##### Material for this exercise

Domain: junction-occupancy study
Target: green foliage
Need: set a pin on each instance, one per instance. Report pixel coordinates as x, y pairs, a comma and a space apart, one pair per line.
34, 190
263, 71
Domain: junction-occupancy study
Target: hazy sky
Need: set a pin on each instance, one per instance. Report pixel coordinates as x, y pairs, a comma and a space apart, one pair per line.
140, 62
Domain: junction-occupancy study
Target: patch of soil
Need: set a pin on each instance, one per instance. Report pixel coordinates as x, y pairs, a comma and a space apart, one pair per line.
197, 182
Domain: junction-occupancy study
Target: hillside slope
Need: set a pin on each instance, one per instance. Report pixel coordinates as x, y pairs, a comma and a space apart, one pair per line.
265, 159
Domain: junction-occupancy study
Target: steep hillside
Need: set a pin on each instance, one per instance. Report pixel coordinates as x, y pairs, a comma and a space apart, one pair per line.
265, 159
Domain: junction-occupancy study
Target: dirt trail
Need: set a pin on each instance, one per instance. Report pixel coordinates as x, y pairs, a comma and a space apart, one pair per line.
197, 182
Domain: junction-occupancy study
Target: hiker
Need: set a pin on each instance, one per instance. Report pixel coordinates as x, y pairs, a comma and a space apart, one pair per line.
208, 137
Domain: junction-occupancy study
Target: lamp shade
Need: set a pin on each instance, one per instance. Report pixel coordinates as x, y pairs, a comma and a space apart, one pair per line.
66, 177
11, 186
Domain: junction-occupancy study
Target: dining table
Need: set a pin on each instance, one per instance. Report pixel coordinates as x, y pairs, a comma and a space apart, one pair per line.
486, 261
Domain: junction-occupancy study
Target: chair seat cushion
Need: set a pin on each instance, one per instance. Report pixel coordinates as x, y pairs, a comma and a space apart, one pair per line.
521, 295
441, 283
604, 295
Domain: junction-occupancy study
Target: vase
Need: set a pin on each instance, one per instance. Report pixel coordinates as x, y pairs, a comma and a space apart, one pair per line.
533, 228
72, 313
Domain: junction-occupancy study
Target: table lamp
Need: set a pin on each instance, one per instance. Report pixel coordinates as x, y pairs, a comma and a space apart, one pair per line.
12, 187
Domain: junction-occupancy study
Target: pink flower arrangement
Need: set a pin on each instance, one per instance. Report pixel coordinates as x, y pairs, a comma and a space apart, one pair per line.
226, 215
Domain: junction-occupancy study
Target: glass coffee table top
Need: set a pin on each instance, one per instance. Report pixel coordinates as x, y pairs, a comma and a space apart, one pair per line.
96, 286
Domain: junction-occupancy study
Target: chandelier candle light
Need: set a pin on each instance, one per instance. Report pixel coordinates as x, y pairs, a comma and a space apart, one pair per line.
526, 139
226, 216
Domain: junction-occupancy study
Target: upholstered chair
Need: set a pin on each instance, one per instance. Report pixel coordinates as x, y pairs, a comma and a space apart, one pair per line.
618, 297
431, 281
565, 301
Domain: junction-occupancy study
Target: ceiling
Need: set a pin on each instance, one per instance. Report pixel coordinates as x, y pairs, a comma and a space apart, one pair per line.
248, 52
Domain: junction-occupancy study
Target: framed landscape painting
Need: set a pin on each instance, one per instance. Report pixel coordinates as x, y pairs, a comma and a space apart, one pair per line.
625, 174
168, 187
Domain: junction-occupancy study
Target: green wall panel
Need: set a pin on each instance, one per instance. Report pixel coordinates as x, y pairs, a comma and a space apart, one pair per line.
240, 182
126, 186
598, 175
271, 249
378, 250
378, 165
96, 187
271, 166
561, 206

##########

◆ How to complete this task ◆
Each line from the one containing "Target: ceiling" through the final line of the listing above should be returned exactly; return nothing else.

◆ Response area ◆
Target: ceiling
Need: set a pin on each instance, one per instance. Report pixel coordinates as x, y pairs, a comma and a space apart, one pair per line.
248, 52
Domain: junction-occupancy study
Target: framed landscape painting
Need: set a pin on each instance, one per instance. Report pixel coordinates as x, y pairs, a comma and a space apart, one pair per line.
625, 174
168, 187
Domain: junction-occupancy study
Target: green wall panel
Need: set a pin on each instance, one per instance. Report pixel coordinates as x, y pairs, a comma and a space apart, one pair per line.
240, 182
126, 186
598, 175
271, 249
378, 250
378, 165
96, 187
271, 166
561, 206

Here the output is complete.